Trade-Related Intellectual Properties (TRIPs. 27. 3b) Fr. Seán McDonagh, SSC (July 1st 2009)

In this series of articles I have attempted to show how the U.S. position was adopted by the negotiators at the Uruguay Round of the General Agreement on Tariffs and Trade (GATT).  This was carried over into the new body – the World Trade Organisation (WTO) when it was established in 1994. As Joseph Stiglitz points out in his book Making Globalization Work, corporations “that care intensely about intellectual properties have succeeded in getting more and more of what they wanted.”[1] At that time, Stiglitz was a member of Council of Economic Advisers and the Office of Science and Technology Policy in the Clinton administration.  He recalls that this group attempted to communicate to the U.S. negotiators their reservations about the policy that was been vigorously forced on other countries.  As an economist he felt that it was not necessarily in the best interest of the United States and certainly it was not in the interest of  three billion people living in the Majority world.  All the poor got was a little extension in the timeframe before they would have to implement all the  Intellectual Property provisions of TRIPs.  The Clinton Administration was marching to the drum beat of corporate America.


Stiglitz is aware of the hypocrisy of the TRIPs.  Trade agreements are supposed to free up movement of goods and services, not to restrict trade and create more monopolies. He states that “in order to shoehorn it (TRIPs) into the trade agreement, the negotiators added the two words, “trade related.”  Intellectual  Properties have nothing to do with trade.  TRIPs is  designed to keep the Majority world in a permanent state of dependency on the Minority world, and especially on Minority world corporations. Through TRIPs these corporations want to get control of many crucial aspects of people’s lives, especially in the area of food, medicine and water.


TRIPs came under sustained attack at the WTO meeting in Seattle in November 1999.  The U.S. trade representative Charlene Barshefsky, and the director-general Mike Moore from New Zealand, tried to get a statement from the meeting.  Majority world delegates, who were beginning to understand the extraordinary implications, felt excluded from the negotiations. The Minority world leaders, responding to the corporate agenda wanted to have a review of TRIPs at Seattle. By review they did not mean taking another look at this mechanism which was designed to further impoverish the poor by demanding that they pay royalties on  medicines and food crops to rich and powerful Majority world corporations. Review, in this context, meant judging how compliant individual countries were to the various provisions of TRIPs.  The African countries were so exasperated at the way they were being treated that they issued a statement pointing out that the meeting lacked transparency and that they were being excluded from discussing issues which were vital for their future. No review of TRIPS took place at Seattle..


Organisations such as the WTO are not easily thwarted.  By the spring of 2001, the WTO personnel were laying the groundwork for another round of trade negotiations.   Many Majority world representatives and those from Civil Society Organisations (CSO) had hoped that the WTO meeting in Cancun, Mexico would review the article on TRIPs and rewrite it in a way that protects vulnerable subsistence farmers in the Majority world and the environment. The main aim of such a review would be to affirm that all living beings ought to be considered the common property of humanity and our earth.


It is true that in its present form TRIPs 27.3 (b) allows members to exclude from patentability, plants and animals other than micro-organisms, and biological processes essential for the production of plants and animals. The trouble is that states that are members of the WTO must enact legislation in the above areas which is tantamount to patenting.  It states that member states shall provide for the protection of plant varieties either by patents or by an effective sui generis (literally of its own kind) or by any combination thereof.


During the late 1990s and early part of the present decade, the U.S. has been pressurising Majority world countries to adopt sui generis legislation along the lines of that laid down by the Geneva based Union  for the Protection of New Varieties of Plants (UPOV) which is similar to patenting. The injustice of this approach is that it views the biodiversity of the Majority world as the “common heritage of mankind.” However, once identified and altered through genetic engineering by transnational corporations it can be patented and sold as a product.

[1] Joseph Stiglitz, 2006, Making Globalization Work, Penguin Books, London, page 116.
————————
Tasks and exercises:
1 - Summarize the article on TRIPs in three sentences.
2 - Retype the part of the article on TRIPs starting at "During the late" and ending at "London, page 116.".

Recorded information:
————————
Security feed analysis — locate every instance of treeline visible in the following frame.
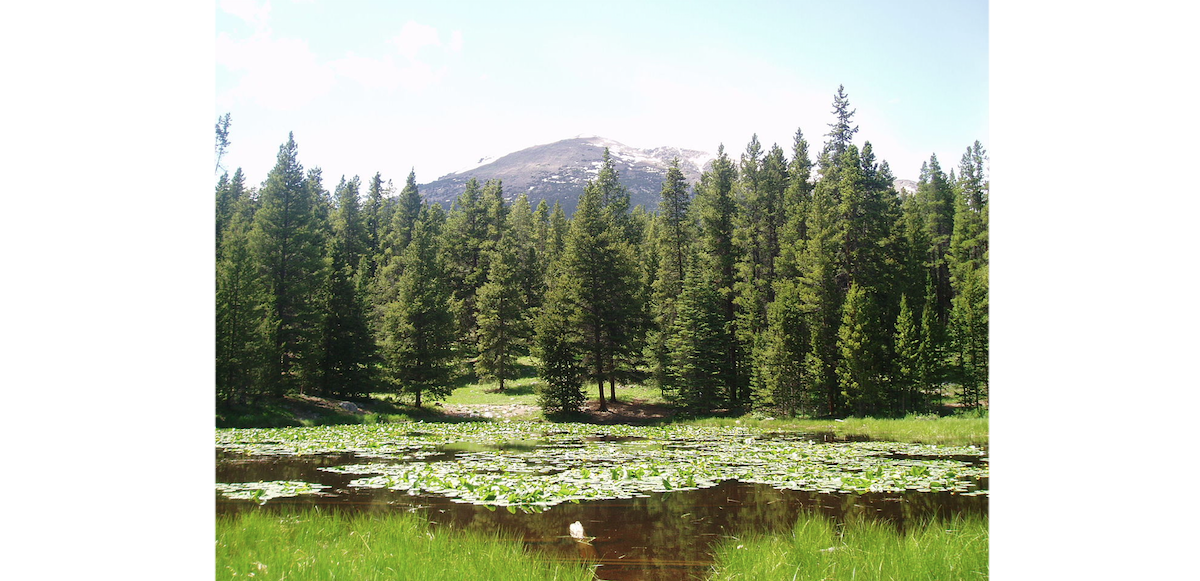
[216,88,988,417]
————————
Answers to each task:
1 - The article describes how the U.S. position on intellectual property was adopted at the Uruguay Round of GATT and carried into the WTO, despite reservations from a group that included Joseph Stiglitz, who sees the hypocrisy of TRIPs. It argues that TRIPs is designed to keep the Majority world dependent on the Minority world and its corporations, and it recounts that TRIPs came under sustained attack at the 1999 WTO meeting in Seattle, where no review took place. It adds that TRIPs 27.3 (b) requires member states to protect plant varieties by patents or an effective sui generis system, and that the U.S. has pressured Majority world countries to adopt UPOV-style legislation similar to patenting.

2 -
During the late 1990s and early part of the present decade, the U.S. has been pressurising Majority world countries to adopt sui generis legislation along the lines of that laid down by the Geneva based Union  for the Protection of New Varieties of Plants (UPOV) which is similar to patenting. The injustice of this approach is that it views the biodiversity of the Majority world as the “common heritage of mankind.” However, once identified and altered through genetic engineering by transnational corporations it can be patented and sold as a product.

[1] Joseph Stiglitz, 2006, Making Globalization Work, Penguin Books, London, page 116.